## Do this
Rewrite the listing below, swapping "exact" for "precise" everywhere and leaving everything else as it is.

Items from a labeling collection
%%
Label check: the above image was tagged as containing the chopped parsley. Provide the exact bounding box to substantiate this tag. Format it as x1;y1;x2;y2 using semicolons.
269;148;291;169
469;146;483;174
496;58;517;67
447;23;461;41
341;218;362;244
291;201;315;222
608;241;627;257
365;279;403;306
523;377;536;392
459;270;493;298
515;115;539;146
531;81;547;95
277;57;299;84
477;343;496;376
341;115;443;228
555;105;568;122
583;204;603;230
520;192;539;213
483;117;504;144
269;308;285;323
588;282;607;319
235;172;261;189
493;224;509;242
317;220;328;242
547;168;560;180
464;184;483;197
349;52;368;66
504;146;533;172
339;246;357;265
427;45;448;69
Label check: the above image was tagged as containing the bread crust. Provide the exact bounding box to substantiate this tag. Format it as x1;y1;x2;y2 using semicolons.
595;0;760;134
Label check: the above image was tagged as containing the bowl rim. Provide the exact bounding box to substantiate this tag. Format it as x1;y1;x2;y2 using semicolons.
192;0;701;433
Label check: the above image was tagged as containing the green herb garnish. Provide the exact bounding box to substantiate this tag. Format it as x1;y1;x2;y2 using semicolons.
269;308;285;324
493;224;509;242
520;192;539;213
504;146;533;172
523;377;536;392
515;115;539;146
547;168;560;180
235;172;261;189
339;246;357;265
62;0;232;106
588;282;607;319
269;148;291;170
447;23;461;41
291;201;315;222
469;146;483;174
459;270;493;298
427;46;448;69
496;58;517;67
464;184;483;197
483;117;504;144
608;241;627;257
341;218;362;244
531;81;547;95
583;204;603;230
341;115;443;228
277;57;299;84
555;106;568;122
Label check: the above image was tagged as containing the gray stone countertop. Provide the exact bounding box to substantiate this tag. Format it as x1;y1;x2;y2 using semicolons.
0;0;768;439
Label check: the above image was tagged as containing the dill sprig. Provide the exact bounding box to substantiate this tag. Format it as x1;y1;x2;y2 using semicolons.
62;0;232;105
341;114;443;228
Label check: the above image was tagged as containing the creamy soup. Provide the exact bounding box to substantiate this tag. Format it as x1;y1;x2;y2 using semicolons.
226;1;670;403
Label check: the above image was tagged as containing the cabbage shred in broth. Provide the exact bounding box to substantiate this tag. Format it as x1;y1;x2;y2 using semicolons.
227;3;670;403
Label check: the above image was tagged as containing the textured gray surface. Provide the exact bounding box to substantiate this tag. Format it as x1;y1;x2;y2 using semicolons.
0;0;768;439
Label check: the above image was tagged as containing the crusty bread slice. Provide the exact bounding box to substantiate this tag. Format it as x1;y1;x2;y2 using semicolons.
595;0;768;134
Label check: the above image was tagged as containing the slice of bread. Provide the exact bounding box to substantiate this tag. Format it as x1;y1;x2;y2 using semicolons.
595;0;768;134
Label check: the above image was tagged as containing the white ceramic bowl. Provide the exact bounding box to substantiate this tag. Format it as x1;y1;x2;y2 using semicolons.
%%
## Expected answer
Label check: the above image was tagged as containing the chopped parsley. Provide the precise bounding box to substantiate this tag. Format it as x1;y1;x2;y2 using semicolons.
269;148;291;169
469;146;483;174
496;58;517;67
447;23;461;41
341;218;362;244
291;201;315;222
608;241;627;257
365;279;403;306
523;377;536;392
459;270;493;298
515;115;539;146
531;81;547;95
277;57;299;84
477;343;496;376
341;115;443;228
555;105;568;122
583;204;603;230
520;192;539;213
483;117;504;144
269;308;285;323
588;282;607;319
235;172;261;189
493;224;509;242
317;220;328;242
547;168;560;180
464;184;483;197
349;52;368;66
504;146;533;172
339;246;357;265
427;45;448;69
Label check: the above image was tagged as containing the bread crust. Provide the precise bounding box to substantiate this tag. Format it as x1;y1;x2;y2 using semicolons.
595;0;760;134
Label check: the above image was tagged as containing the bowl rim. Provide the precise bounding box to substantiate this tag. Format it as x1;y1;x2;y2 using semicolons.
192;0;701;433
Label check: the above image was tagged as containing the green herb garnish. Provide the precise bounding box to substantiate this tag. Format it as x1;y1;x2;y2 using semicolons.
269;308;285;324
493;224;509;242
520;192;539;213
504;146;533;172
523;377;536;392
515;115;539;146
547;168;560;180
235;172;261;189
339;246;357;265
62;0;232;106
588;282;607;319
269;148;291;170
447;23;461;41
291;201;315;222
469;146;483;174
459;270;493;298
427;46;448;69
496;58;517;67
464;184;483;197
483;117;504;144
608;241;627;257
341;218;362;244
531;81;547;95
583;204;603;230
341;115;443;228
277;57;299;84
555;106;568;122
Label check: the above image was tagged as containing the gray stone countertop. Provide the precise bounding box to substantiate this tag. Format it as x1;y1;x2;y2 using semicolons.
0;0;768;439
Label check: the above image was tagged as containing the dill sprig. Provide the precise bounding box to substantiate this tag. Format it as x1;y1;x2;y2 using semicolons.
62;0;232;105
341;114;443;228
Label check: the above image was tagged as containing the creamy soup. Provide the precise bounding box to substantiate this tag. Format it as x1;y1;x2;y2 using semicolons.
226;1;670;403
Label check: the above image was tagged as containing the cabbage shred in broth. Provide the precise bounding box to substantiate this tag. Format it as x1;y1;x2;y2 using semicolons.
227;3;670;403
Label check: the above image was tagged as containing the textured gray surface. Provide the precise bounding box to substantiate this tag. Format it as x1;y1;x2;y2 using semicolons.
0;0;768;439
Label check: the above image was tagged as containing the crusty bread slice. Provide the precise bounding box to substantiate this tag. Format it as x1;y1;x2;y2 using semicolons.
595;0;768;134
Label check: the above image was tagged as containing the slice of bread. Provide the precise bounding box to substantiate this tag. Format it as x1;y1;x2;y2 using semicolons.
595;0;768;134
Label check: the above image was tagged as containing the white ceramic bowl. Provide the precise bounding box to substantiate this tag. Format it as x1;y1;x2;y2 using semicolons.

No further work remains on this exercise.